About this task — Two lines mark the range in the entries below: the one holding "Target: hardwood plank flooring" and the one holding "Target: white window frame". Set down those two and all lines between them, exactly.

(Point localization data)
----

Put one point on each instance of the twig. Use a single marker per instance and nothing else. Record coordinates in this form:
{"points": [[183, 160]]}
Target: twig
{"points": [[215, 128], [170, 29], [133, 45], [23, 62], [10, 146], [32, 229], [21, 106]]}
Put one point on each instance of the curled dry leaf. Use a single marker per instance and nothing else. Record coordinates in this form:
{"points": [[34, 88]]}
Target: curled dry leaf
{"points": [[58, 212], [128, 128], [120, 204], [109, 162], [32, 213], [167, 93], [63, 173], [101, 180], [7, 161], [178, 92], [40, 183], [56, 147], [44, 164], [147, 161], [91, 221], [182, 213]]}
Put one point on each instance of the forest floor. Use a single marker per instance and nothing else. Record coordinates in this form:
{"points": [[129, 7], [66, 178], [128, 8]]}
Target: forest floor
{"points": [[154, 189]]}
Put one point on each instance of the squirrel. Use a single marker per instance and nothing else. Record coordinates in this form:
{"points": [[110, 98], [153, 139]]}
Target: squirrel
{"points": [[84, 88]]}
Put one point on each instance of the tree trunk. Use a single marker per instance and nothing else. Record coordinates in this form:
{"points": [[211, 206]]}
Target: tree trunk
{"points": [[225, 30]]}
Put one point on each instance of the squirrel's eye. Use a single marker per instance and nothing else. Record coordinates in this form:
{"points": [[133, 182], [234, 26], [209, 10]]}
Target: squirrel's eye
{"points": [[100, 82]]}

----

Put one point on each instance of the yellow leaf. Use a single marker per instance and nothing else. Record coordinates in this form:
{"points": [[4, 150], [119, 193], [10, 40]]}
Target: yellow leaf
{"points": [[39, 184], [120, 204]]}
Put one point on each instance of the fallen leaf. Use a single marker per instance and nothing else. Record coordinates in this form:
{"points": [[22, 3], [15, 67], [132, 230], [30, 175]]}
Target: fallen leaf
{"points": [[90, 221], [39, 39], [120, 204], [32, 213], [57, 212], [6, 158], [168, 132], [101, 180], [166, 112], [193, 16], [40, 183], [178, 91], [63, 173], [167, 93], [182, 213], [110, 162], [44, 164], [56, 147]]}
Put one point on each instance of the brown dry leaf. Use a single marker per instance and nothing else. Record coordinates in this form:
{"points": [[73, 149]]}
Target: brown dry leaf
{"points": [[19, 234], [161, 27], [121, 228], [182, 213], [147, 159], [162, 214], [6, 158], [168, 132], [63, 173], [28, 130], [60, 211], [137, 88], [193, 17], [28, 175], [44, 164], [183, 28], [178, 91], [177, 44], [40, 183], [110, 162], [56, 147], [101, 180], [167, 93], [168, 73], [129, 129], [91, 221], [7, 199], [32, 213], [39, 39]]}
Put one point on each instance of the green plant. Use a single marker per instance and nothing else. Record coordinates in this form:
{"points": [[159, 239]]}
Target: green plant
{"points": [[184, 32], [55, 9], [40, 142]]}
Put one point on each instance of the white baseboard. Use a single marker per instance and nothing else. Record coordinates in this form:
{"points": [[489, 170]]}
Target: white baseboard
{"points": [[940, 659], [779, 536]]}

----

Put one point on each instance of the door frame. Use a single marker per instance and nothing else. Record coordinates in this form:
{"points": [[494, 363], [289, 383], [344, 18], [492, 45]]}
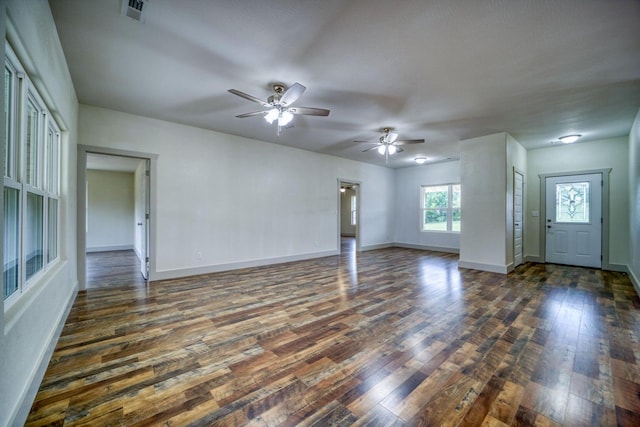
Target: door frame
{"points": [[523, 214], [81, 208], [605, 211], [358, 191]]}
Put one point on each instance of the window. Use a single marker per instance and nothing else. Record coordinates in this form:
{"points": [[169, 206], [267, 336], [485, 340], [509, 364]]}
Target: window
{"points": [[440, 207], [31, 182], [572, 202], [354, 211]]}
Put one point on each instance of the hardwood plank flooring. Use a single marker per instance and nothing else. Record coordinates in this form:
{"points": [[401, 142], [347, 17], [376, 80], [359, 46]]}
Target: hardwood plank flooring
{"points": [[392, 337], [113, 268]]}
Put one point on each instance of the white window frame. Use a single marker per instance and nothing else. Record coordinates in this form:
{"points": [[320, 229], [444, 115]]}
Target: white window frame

----

Task output —
Target: hardwood plank flooring
{"points": [[392, 337], [113, 268]]}
Put one point on each instance of the white window frame. Use a single marker per instance and nothing else. Record coordinates in this form:
{"points": [[320, 229], [444, 115]]}
Target: white window frame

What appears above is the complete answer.